#### Extrait:
Photo : G20 Argentina / Wikemedia creative commons

Stephen Poloz, directeur de la Banque du Canada (BoC), a détaillé les motivations derrière la récente baisse du taux de la BoC lors d’un discours présenté devant les membres de l’organisme Women in Capital Markets.

Rappelons que mercredi, la BoC faisait passer son principal taux de 1,75 % à 1,25 %. Cette coupe assez drastique se veut une réponse vigoureuse aux effets négatifs du COVID-19 sur l’économie mondiale et surtout canadienne.

Le coronavirus aura donc eu raison de la détermination de M. Poloz, qui résistait depuis un an à l’élan de recul qui gagnait les banques centrales. Le Canada a cette fois suivi le mouvement lancé par la Réserve fédérale américaine, qui a surpris en abaissant sont taux de 0,5 point de base. Les banques centrales australienne et malaisienne ont aussi diminué le leur de 0,25 point de base.

#### Problème à résoudre:
Recopiez le passage de l'extrait sur la baisse du taux de la Banque du Canada, de « Photo : G20 » à « et surtout canadienne. ».

#### Données disponibles:
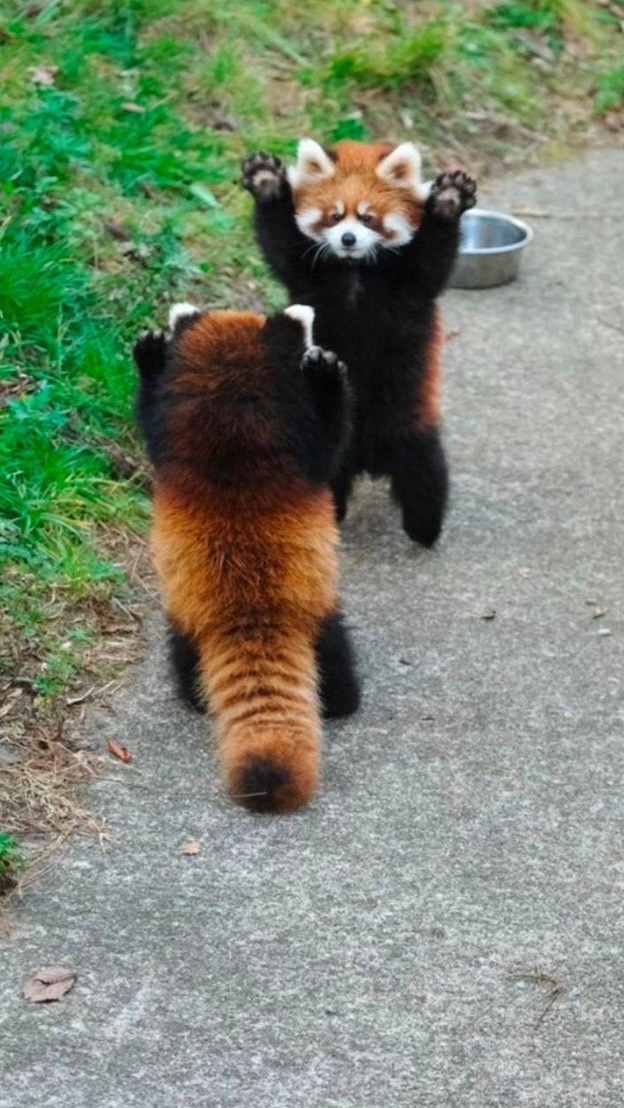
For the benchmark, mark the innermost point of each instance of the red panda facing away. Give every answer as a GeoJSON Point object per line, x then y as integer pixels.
{"type": "Point", "coordinates": [246, 423]}
{"type": "Point", "coordinates": [351, 232]}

#### Problème résolu:
Photo : G20 Argentina / Wikemedia creative commons

Stephen Poloz, directeur de la Banque du Canada (BoC), a détaillé les motivations derrière la récente baisse du taux de la BoC lors d’un discours présenté devant les membres de l’organisme Women in Capital Markets.

Rappelons que mercredi, la BoC faisait passer son principal taux de 1,75 % à 1,25 %. Cette coupe assez drastique se veut une réponse vigoureuse aux effets négatifs du COVID-19 sur l’économie mondiale et surtout canadienne.